WHAT TO WORK ON
Reproduce the evaluation tutorial text word for word from "In Part 1 of" to "- Select gpt-4o-mini.".

SOURCE PASSAGE

###

In Part 1 of this tutorial series, you created an .env file that specifies the name of the evaluation model, gpt-4o-mini
. Try to increase the tokens per minute limit for this model, if you have available quota. If you don't have enough quota to increase the value, don't worry. The script is designed to handle limit errors.
- In your project in Azure AI Foundry portal, select Models + endpoints.
- Select gpt-4o-mini.
- Select Edit.
- If you have quota to increase the Tokens per Minute Rate Limit, try increasing it to 30.
- Select Save and close.
Run the evaluation script
From your console, sign in to your Azure account with the Azure CLI:
az login
Install the required package:
pip install azure-ai-evaluation[remote]
Now run the evaluation script:
python evaluate.py
Interpret the evaluation output
In the console output, you see an answer for each question, followed by a table with summarized metrics. (You might see different columns in your output.)
If you weren't able to increase the tokens per minute limit for your model, you might see some time-out errors, which are expected. The evaluation script is designed to handle these errors and continue running.
Note
You may also see many WARNING:opentelemetry.attributes:
- these can be safely ignored and do not affect the evaluation results.

###

INFORMATION SUPPLIED

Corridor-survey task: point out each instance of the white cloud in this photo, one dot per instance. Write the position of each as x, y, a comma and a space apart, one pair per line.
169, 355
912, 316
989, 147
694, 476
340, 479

###

ANSWER FOR THE TASK
In Part 1 of this tutorial series, you created an .env file that specifies the name of the evaluation model, gpt-4o-mini
. Try to increase the tokens per minute limit for this model, if you have available quota. If you don't have enough quota to increase the value, don't worry. The script is designed to handle limit errors.
- In your project in Azure AI Foundry portal, select Models + endpoints.
- Select gpt-4o-mini.